* _Records excerpted from a collection_:
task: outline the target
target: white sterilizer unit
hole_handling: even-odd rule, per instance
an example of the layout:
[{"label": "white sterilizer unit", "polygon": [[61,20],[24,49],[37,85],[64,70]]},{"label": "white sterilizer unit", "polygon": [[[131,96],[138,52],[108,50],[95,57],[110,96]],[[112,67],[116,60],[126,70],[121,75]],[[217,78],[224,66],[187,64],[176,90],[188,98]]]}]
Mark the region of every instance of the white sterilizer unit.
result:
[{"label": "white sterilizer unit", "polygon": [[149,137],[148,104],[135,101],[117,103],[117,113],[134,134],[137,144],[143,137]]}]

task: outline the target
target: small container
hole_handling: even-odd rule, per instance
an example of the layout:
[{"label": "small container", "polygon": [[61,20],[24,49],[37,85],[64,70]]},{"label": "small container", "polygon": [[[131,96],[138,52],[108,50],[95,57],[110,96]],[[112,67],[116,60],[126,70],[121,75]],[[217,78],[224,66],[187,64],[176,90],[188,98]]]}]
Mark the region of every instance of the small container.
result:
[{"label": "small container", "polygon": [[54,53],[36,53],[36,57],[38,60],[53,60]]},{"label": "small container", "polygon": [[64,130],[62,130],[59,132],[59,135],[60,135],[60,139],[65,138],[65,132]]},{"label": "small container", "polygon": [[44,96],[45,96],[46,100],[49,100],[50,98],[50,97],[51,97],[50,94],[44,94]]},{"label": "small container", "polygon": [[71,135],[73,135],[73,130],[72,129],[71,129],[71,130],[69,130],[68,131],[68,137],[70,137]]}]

---

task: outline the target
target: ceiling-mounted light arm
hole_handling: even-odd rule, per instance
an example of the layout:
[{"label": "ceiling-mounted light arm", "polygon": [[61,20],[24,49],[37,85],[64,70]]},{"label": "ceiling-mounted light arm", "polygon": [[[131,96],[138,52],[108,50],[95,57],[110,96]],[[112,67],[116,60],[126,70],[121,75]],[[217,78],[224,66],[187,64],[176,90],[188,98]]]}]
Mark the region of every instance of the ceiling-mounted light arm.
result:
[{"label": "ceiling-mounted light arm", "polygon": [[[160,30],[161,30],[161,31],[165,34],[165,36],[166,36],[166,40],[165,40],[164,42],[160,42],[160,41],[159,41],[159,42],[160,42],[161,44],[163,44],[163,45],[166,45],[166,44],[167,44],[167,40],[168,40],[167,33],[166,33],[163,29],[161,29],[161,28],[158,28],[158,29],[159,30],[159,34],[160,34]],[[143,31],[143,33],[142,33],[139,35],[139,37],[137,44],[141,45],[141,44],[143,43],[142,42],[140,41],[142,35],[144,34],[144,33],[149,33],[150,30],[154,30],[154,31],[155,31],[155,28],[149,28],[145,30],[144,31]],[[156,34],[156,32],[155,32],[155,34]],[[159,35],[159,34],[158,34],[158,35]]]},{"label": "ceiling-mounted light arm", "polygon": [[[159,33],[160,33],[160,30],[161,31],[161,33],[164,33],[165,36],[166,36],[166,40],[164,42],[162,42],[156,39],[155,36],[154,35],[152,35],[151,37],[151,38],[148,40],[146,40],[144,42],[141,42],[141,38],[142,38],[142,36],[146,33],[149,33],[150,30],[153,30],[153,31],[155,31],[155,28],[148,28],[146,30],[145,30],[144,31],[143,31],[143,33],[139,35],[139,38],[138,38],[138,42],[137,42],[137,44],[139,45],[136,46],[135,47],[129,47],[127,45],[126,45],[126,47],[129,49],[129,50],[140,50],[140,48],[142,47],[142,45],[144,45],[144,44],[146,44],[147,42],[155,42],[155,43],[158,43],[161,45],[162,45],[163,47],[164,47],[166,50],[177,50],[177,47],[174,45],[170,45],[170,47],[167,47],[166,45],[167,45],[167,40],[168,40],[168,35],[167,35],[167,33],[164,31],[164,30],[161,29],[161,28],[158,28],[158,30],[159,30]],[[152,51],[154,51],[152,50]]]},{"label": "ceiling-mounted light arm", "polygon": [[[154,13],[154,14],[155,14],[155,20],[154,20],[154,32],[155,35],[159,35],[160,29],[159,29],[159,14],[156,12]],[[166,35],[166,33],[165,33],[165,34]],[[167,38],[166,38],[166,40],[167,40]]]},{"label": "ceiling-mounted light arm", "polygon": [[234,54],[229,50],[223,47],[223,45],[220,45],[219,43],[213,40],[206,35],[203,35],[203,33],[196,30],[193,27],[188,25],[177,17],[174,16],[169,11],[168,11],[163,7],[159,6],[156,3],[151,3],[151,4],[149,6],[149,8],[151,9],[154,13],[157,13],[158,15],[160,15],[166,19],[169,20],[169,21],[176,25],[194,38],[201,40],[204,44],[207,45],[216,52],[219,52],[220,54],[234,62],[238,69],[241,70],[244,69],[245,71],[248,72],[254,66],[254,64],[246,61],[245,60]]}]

* _The problem_:
Find every line in the listing that contains the word "Mark" and copy each of those lines.

* _Output of the task_:
Mark the region of every instance of the white sterilizer unit.
Mark the region of every instance of the small container.
Mark the region of every instance of the ceiling-mounted light arm.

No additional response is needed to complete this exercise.